GOAL OF THE EXERCISE »
Type out all the records word for word. Any pictures are to be left out.

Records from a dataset
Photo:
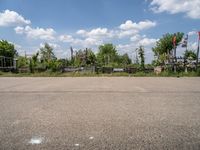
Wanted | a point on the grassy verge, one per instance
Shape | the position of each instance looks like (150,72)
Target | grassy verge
(89,74)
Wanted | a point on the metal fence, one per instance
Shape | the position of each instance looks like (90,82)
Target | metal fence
(7,63)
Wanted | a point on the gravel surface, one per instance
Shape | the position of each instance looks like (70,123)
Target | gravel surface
(99,113)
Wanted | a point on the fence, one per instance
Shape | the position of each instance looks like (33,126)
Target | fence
(7,63)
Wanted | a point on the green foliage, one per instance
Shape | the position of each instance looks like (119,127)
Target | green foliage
(141,56)
(123,60)
(107,54)
(7,49)
(47,54)
(191,55)
(55,65)
(22,62)
(84,58)
(164,46)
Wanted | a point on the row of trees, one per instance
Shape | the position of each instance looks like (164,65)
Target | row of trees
(45,58)
(107,55)
(164,48)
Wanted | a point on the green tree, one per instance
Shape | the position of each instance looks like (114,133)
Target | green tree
(107,54)
(22,62)
(7,49)
(141,56)
(124,60)
(164,46)
(190,54)
(47,55)
(90,57)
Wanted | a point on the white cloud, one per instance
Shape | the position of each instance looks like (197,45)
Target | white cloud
(142,25)
(191,33)
(147,42)
(12,18)
(130,28)
(190,7)
(19,30)
(87,42)
(95,33)
(53,45)
(36,33)
(66,38)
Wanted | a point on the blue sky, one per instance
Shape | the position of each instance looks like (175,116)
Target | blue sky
(88,23)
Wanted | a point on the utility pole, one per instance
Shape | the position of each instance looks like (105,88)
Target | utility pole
(197,61)
(174,44)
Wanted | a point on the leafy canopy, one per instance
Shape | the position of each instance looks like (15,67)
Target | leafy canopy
(7,49)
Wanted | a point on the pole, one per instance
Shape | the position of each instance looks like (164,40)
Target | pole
(197,61)
(175,60)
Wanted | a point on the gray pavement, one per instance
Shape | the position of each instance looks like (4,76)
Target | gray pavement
(99,113)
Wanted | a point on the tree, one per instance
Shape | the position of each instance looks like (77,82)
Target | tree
(7,49)
(107,54)
(47,54)
(124,60)
(90,57)
(22,62)
(164,46)
(141,56)
(191,55)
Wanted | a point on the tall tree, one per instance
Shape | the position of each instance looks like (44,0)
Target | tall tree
(7,49)
(190,54)
(141,56)
(164,46)
(47,54)
(107,54)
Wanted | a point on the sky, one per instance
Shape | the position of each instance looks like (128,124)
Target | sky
(28,24)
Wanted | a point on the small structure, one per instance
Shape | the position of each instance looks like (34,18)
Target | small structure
(8,63)
(158,69)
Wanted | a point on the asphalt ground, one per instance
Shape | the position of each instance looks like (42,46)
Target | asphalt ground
(98,113)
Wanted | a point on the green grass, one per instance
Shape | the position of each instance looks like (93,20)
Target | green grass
(89,74)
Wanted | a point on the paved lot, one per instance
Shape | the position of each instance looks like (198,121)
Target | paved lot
(99,113)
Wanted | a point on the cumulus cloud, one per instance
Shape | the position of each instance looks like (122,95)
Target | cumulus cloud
(130,28)
(142,25)
(36,33)
(12,18)
(96,33)
(190,7)
(87,42)
(191,33)
(53,45)
(147,41)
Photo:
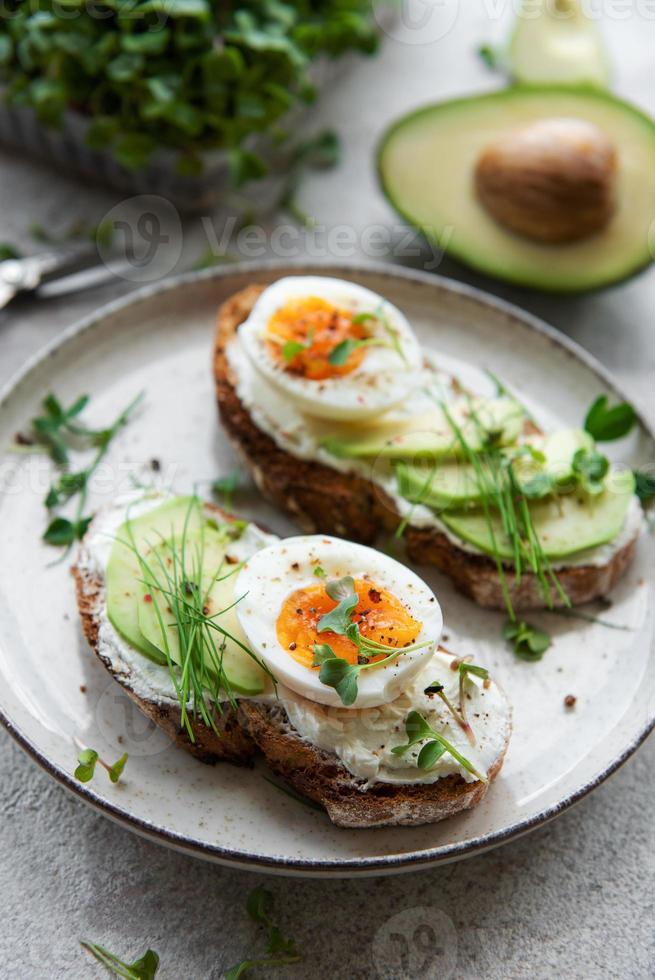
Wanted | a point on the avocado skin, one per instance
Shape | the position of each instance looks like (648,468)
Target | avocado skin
(486,264)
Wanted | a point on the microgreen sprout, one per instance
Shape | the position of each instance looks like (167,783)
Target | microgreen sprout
(337,672)
(528,642)
(87,761)
(342,351)
(58,431)
(291,348)
(465,670)
(144,968)
(605,422)
(418,730)
(644,486)
(225,487)
(280,951)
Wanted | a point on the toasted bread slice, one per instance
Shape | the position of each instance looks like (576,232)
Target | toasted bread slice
(320,776)
(229,741)
(327,501)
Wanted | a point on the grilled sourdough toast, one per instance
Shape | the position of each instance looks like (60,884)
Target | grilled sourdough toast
(322,777)
(264,726)
(326,500)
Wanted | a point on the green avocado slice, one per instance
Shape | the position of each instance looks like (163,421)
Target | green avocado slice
(431,437)
(453,484)
(564,524)
(205,550)
(426,164)
(123,572)
(557,43)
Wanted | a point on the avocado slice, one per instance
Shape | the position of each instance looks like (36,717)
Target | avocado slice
(556,43)
(564,524)
(449,485)
(208,548)
(431,436)
(452,485)
(123,572)
(427,161)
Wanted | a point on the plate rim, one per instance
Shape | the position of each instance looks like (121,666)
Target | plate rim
(349,867)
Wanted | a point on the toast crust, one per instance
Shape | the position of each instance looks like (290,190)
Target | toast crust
(326,501)
(321,777)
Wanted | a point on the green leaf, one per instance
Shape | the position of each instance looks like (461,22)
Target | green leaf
(538,486)
(245,165)
(338,619)
(85,770)
(342,676)
(606,423)
(341,588)
(116,771)
(340,354)
(291,349)
(467,668)
(491,55)
(430,754)
(60,531)
(259,905)
(144,968)
(416,727)
(238,971)
(528,642)
(591,468)
(8,251)
(225,487)
(323,652)
(644,486)
(323,152)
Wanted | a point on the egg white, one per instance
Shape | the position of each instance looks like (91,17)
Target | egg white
(273,573)
(382,380)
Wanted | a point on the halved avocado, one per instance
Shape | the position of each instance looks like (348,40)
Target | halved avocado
(427,163)
(557,43)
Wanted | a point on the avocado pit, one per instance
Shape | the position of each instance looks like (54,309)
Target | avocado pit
(553,181)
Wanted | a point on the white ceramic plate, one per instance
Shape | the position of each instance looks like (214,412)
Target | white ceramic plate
(53,691)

RESPONSE »
Photo:
Wanted | a point on the grassy verge, one per instance
Shape | the position of each instance looks like (150,72)
Target | grassy verge
(89,74)
Wanted | a point on the metal fence, one per instance
Shape | the position of each instance looks like (90,82)
Target | metal fence
(7,63)
Wanted | a point on the gravel surface, one per instance
Shape | the position of each instance looks like (70,123)
Target | gravel surface
(99,113)
Wanted | a point on the fence, one per instance
Shape | the position of each instance looks like (33,126)
Target | fence
(7,63)
Wanted | a point on the green foliage, one per instance
Shape | the position of each instance looks like (119,127)
Target | green foliage
(141,56)
(123,60)
(107,54)
(7,49)
(47,54)
(191,55)
(55,65)
(22,62)
(84,58)
(164,46)
Wanted | a point on the row of trees, one per instance
Shape | the position of each instance looks like (164,65)
Target | row of trees
(45,58)
(107,55)
(164,48)
Wanted | a point on the green tree, one per instance
Shape | the position of each instance looks like (114,133)
Target | green tree
(107,54)
(22,62)
(7,49)
(141,56)
(124,60)
(164,46)
(190,54)
(47,55)
(90,57)
Wanted | a point on the white cloud, one per instance
Shape | the position of each instance looks like (197,45)
Target | white cloud
(142,25)
(191,33)
(147,42)
(12,18)
(130,28)
(190,7)
(19,30)
(87,42)
(95,33)
(53,45)
(36,33)
(66,38)
Wanted | a point on the blue sky, one per instance
Shape | the position of each instance looks like (175,116)
Target | blue sky
(88,23)
Wanted | a point on the utility pole, one per instance
Shape | the position of each instance looks like (105,88)
Target | utility pole
(197,61)
(174,44)
Wanted | a point on the leafy canopy, one per instance
Shape | the position of each instance looks like (15,67)
Target | leafy canopy
(7,49)
Wanted | a point on the pole, one per instance
Shape | the position of each instance looks like (164,40)
Target | pole
(197,61)
(175,60)
Wanted | a point on the gray pavement, one per instance
Shape | the position of each instance looks like (4,76)
Target | gray pavement
(99,113)
Wanted | a point on the tree, one per instance
Shape | the position of each instance looks like (77,82)
Target | tree
(7,49)
(107,54)
(47,54)
(124,60)
(90,57)
(22,62)
(164,46)
(141,56)
(191,55)
Wanted | a point on the tall tree, one per instance
Shape | the position of each instance looks like (44,0)
Target | tall tree
(7,49)
(190,54)
(141,56)
(164,46)
(47,54)
(107,54)
Wanted | a point on the sky, one per instance
Shape | the position of each instance looks like (128,124)
Target | sky
(28,24)
Wanted | a point on the small structure, one per instance
Shape | the position of each instance looks like (34,18)
Target | small structure
(8,63)
(158,69)
Wanted | a point on the asphalt ground, one per instance
Shape | the position of each instance looks like (42,46)
Target | asphalt ground
(98,113)
Wanted | a point on the green grass, one per instance
Shape | the position of each instance looks like (93,20)
Target | green grass
(89,74)
Wanted | a point on the paved lot, one per instance
Shape | the position of each instance looks like (198,121)
Target | paved lot
(99,113)
Wanted | a point on the cumulus cloud, one per instance
Shape | the position of each instance looks like (122,95)
Target | cumulus cloud
(130,28)
(142,25)
(36,33)
(12,18)
(96,33)
(190,7)
(87,42)
(191,33)
(53,45)
(147,41)
Photo:
Wanted | a point on the avocado skin, one per instance
Shape | the position of each instance looks like (648,468)
Target | avocado skin
(486,264)
Wanted | a point on the microgreen sprout, one per instance
Shape | the position of each instance looks like (167,783)
Target | microgreen sprout
(337,672)
(528,642)
(87,761)
(342,351)
(58,431)
(291,348)
(465,670)
(144,968)
(605,422)
(418,730)
(644,486)
(225,487)
(280,951)
Wanted | a point on the toasted bread slice, one per instance
Shape | the position of each instance looks like (576,232)
Target | toasted bread slice
(320,776)
(229,741)
(327,501)
Wanted | a point on the grilled sourdough toast, one per instance
Shape | the position of each instance looks like (60,884)
Target | grilled sourdough toast
(322,777)
(264,726)
(326,500)
Wanted | a point on the green avocado slice, one per instance
Shape | the position of each instance looks like (163,421)
Target | green avocado slice
(431,437)
(453,484)
(564,524)
(205,550)
(426,164)
(123,572)
(557,43)
Wanted | a point on the avocado slice, one per instance
Shape | the position of each instance looks like (36,717)
Target | avocado slice
(556,43)
(564,524)
(449,485)
(208,548)
(431,436)
(452,485)
(123,572)
(427,161)
Wanted | a point on the plate rim, one per instance
Shape | the position of each instance looks like (121,666)
Target | plate rim
(349,867)
Wanted | a point on the toast crust, one per instance
Shape | the position of each instance looks like (290,190)
Target | toast crust
(326,501)
(321,777)
Wanted | a point on the green leaf, one per instance
Shape | the position of each instance looks like (461,22)
Target | green leaf
(538,486)
(245,165)
(338,619)
(85,770)
(342,676)
(606,423)
(341,588)
(116,771)
(340,354)
(291,349)
(467,668)
(491,55)
(430,754)
(60,531)
(259,905)
(144,968)
(416,727)
(238,971)
(528,642)
(591,468)
(8,251)
(225,487)
(323,652)
(644,486)
(323,152)
Wanted | a point on the egg white, one per instance
Shape | the position of each instance looks like (91,17)
Target | egg white
(273,573)
(382,380)
Wanted | a point on the halved avocado, one per instance
Shape | the position of each instance looks like (348,40)
Target | halved avocado
(427,163)
(557,43)
Wanted | a point on the avocado pit, one per instance
Shape | the position of each instance looks like (54,309)
Target | avocado pit
(553,181)
Wanted | a point on the white ceramic plate, one per instance
Shape | the position of each instance looks like (214,412)
Target | white ceramic plate
(53,691)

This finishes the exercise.